● **Extract**:

═══

Numerous provisions reveal the extent to which the Constitution was designed to remedy this defect. Although treaties were made difficult to enter into, requiring 2/3 support in the Senate for ratification, the Constitution sought to ensure that the U.S. would have the capacity to honor valid treaties. Thus, the Constitution expressly makes treaties part of the “supreme law of the land;” the Art. III federal judicial power expressly extends to cases arising under treaties, to ensure their effective enforcement; the states are expressly denied power to enter into treaties; and the states are also denied power to enter into international compacts without congressional consent.

═══

● **Instructions**:
1. According to the treaty excerpt, what level of Senate support is required to ratify a treaty?
2. Write out the treaty excerpt from "Numerous provisions reveal" up to and including "without congressional consent.".

● **Records excerpted from a collection**:
═══

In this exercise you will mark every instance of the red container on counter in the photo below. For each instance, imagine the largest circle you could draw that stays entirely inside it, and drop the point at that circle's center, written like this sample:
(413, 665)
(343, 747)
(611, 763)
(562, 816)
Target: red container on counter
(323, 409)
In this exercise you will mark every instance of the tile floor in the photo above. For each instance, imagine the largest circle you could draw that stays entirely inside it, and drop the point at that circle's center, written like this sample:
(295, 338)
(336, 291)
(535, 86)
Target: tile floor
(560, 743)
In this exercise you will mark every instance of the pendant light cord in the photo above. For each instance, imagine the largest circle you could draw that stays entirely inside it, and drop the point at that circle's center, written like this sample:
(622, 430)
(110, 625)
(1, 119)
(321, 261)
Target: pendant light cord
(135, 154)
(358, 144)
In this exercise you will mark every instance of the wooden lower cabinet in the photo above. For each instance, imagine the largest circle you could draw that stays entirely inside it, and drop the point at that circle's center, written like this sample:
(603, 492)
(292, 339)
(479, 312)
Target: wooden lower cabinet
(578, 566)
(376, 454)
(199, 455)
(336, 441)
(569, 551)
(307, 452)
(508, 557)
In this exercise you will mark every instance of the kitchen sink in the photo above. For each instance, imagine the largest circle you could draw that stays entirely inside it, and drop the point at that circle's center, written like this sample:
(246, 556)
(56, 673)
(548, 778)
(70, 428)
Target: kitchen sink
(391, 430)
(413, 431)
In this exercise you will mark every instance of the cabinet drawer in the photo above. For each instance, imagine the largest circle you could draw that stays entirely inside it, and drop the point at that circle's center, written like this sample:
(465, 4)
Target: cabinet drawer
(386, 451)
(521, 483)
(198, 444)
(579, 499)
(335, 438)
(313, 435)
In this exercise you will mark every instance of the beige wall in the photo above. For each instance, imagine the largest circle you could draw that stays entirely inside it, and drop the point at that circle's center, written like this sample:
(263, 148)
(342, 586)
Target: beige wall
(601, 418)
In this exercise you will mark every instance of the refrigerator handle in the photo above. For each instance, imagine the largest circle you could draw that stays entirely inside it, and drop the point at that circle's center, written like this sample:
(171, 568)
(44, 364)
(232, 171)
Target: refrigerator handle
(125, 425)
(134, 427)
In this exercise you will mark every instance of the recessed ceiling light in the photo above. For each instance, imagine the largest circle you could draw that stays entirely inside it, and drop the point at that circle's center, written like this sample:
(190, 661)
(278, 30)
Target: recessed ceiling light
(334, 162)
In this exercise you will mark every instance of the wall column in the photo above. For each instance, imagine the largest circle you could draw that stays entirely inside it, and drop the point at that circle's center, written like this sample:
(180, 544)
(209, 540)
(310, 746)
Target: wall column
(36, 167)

═══

● **Solved problems**:
1. Ratification requires 2/3 support in the Senate.

2.
Numerous provisions reveal the extent to which the Constitution was designed to remedy this defect. Although treaties were made difficult to enter into, requiring 2/3 support in the Senate for ratification, the Constitution sought to ensure that the U.S. would have the capacity to honor valid treaties. Thus, the Constitution expressly makes treaties part of the “supreme law of the land;” the Art. III federal judicial power expressly extends to cases arising under treaties, to ensure their effective enforcement; the states are expressly denied power to enter into treaties; and the states are also denied power to enter into international compacts without congressional consent.